[Exercise inputs]:
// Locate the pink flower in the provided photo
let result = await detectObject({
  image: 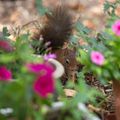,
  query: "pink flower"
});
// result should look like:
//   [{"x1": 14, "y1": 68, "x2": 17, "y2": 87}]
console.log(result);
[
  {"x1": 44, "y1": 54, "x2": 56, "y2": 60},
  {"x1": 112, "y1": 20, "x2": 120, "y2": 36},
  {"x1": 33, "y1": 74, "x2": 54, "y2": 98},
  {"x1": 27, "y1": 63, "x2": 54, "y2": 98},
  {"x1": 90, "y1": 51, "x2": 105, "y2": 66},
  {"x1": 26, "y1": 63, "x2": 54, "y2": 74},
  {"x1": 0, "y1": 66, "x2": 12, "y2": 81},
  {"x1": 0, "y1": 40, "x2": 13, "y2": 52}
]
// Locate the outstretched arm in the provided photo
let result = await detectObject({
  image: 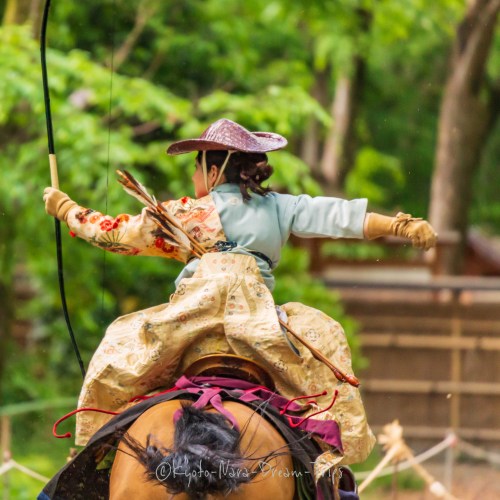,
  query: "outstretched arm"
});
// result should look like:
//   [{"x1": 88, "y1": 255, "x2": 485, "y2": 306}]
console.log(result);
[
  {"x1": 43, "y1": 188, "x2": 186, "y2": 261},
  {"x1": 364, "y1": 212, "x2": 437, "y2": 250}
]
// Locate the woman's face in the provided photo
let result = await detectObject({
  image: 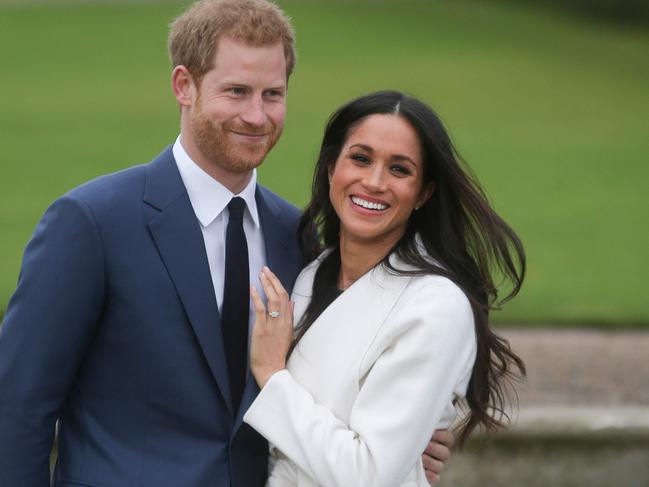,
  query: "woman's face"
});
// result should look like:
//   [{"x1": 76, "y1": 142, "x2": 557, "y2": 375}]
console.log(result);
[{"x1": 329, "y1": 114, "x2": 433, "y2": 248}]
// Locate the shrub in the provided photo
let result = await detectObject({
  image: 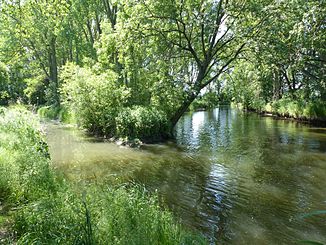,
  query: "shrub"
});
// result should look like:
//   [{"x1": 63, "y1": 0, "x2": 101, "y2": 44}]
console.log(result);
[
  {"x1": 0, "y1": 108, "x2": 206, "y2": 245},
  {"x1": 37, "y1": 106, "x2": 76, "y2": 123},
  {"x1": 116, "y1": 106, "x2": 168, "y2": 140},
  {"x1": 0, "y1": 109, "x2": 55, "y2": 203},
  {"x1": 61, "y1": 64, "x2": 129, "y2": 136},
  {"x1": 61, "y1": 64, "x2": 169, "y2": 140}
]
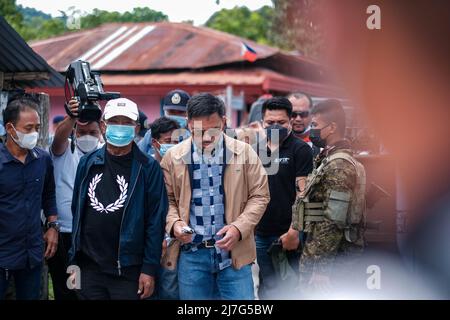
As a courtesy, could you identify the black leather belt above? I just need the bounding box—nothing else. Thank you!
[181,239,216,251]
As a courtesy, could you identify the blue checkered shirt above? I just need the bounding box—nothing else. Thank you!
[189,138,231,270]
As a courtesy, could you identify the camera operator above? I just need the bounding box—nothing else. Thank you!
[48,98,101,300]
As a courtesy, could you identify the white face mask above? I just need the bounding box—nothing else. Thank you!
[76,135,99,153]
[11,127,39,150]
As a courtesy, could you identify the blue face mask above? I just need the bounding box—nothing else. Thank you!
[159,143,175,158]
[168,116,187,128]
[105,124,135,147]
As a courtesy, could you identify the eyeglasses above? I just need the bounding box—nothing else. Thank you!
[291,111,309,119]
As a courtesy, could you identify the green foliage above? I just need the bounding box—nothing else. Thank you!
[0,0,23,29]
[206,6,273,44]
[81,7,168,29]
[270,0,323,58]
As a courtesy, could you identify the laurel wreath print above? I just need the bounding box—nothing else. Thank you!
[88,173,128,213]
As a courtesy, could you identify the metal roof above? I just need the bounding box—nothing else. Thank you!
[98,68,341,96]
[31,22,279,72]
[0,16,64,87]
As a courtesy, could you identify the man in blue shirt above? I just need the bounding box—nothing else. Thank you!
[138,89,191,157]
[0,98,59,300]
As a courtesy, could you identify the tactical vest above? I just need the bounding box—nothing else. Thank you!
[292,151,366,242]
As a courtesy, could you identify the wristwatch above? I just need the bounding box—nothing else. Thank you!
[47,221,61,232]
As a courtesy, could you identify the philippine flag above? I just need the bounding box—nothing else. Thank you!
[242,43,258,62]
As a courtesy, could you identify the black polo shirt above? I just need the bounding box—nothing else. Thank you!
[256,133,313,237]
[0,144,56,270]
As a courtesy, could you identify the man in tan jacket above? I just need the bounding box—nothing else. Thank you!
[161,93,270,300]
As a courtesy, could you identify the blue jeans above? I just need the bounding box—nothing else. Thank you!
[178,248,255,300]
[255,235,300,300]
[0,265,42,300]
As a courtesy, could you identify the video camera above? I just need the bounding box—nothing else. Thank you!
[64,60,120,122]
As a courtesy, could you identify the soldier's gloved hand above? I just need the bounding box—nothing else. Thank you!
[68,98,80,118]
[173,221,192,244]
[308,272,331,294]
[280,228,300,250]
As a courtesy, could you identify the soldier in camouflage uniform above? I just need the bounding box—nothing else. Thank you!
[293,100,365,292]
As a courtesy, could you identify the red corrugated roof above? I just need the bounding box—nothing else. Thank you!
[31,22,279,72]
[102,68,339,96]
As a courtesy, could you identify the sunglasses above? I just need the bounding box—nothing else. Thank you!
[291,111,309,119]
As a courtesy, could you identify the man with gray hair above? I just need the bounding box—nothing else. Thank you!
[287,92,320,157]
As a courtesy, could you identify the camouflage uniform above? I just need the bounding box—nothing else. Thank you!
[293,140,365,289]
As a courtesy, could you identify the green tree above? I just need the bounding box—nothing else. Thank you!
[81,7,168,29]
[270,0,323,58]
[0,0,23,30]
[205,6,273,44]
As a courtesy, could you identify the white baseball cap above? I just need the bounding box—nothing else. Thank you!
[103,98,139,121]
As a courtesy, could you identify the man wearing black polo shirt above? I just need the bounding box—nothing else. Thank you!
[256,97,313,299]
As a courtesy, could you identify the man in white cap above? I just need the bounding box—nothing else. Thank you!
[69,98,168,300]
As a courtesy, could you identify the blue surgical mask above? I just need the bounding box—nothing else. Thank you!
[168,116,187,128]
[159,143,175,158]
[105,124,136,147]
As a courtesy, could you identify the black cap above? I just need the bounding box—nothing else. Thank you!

[To be done]:
Please repeat the rows from the line with "As a courtesy, could you identify the soldier in" up to and including the line with "[293,140,365,289]", with "camouflage uniform" swapped for "camo fatigues" and nothing else changed.

[In response]:
As a courtesy, could you identify the soldier in camo fatigues above? I just need the bounding box—nothing else. Thank you!
[293,100,365,292]
As a courtesy, could you identify the red corrugated roof above? I just need the bounding box—nothing else. Thank you!
[31,22,279,72]
[102,68,339,96]
As a courtesy, could you identify the sunglasses above? I just need the bounding box—nothing else. Thank you!
[291,111,309,119]
As a courtesy, could you identify the man with gray hair above? I just need the bounding box—nothing else. Thank you!
[287,92,320,157]
As a courtesy, could you identify the camo fatigues above? I just need the bounding box—nothing else. Thank you!
[293,140,365,289]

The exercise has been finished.